▸ **DOCUMENT SECTION**
Segment Open
It took the team a lot of efforts to build the eye-catching landmark. To ensure the accurate composition of the five stars of the Chinese national flag, they used GPS to precisely locate the key points of the plants on the island as big as 18 football fields. Then the outline of the plants was formed using different species of trees from elsewhere on the island.
After more than a decade of maintenance, Xiatanwei is now the largest artificial mangrove park in Fujian, which “adds a touch of green to the environment on which marine creatures and human beings coexist,” Lu said.
A dream coming true
Apart from Xiatanwei, Lu and his team have been involved in other important ecological projects in Xiamen, including the mangroves of Yundang Lake, Haicang Bay, the Egret Nature Reserve on Dayu Island and the romantic landscapes of the Huandong Sea Area.
Lu’s connections with mangrove started at the estuary of the Jiulong River, where the river, the second-longest in Fujian, flows into Xiamen Bay. The estuary is of great ecological importance, as the water quality there affects the ecological environment of the sea around the Xiamen Special Economic Zone and Kinmen waters. Forty years ago, Lu wrote his postgraduate thesis on the mangrove ecology on the estuary. “This thesis contains my green dream and my aspiration for environmental governance,” he said.
Segment Closed
▸ **TASK STATEMENT**
How would you sum up this passage on Xiatanwei and Lu's mangrove work in two sentences?

▸ **DATA SEGMENT**
Segment Open
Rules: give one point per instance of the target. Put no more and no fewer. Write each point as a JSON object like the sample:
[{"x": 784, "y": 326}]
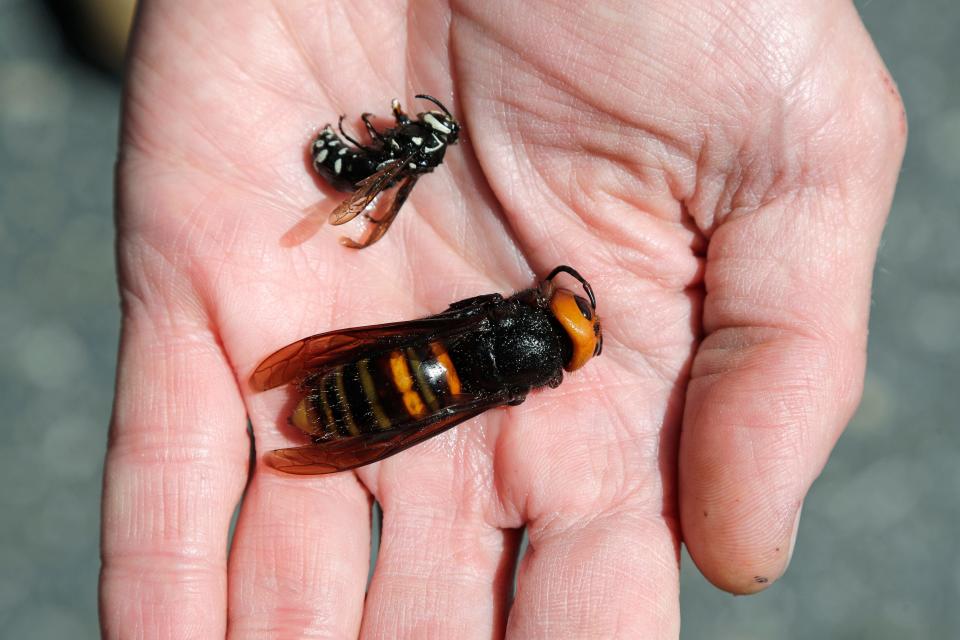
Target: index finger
[{"x": 175, "y": 469}]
Segment Closed
▸ **REPLY**
Using GPS to place plants on an island as big as 18 football fields, the team formed the five stars of the Chinese national flag, and after more than a decade of maintenance Xiatanwei is now the largest artificial mangrove park in Fujian. Lu and his team have also worked on other ecological projects in Xiamen, and his connection with mangroves began forty years ago with his postgraduate thesis on mangrove ecology at the Jiulong River estuary.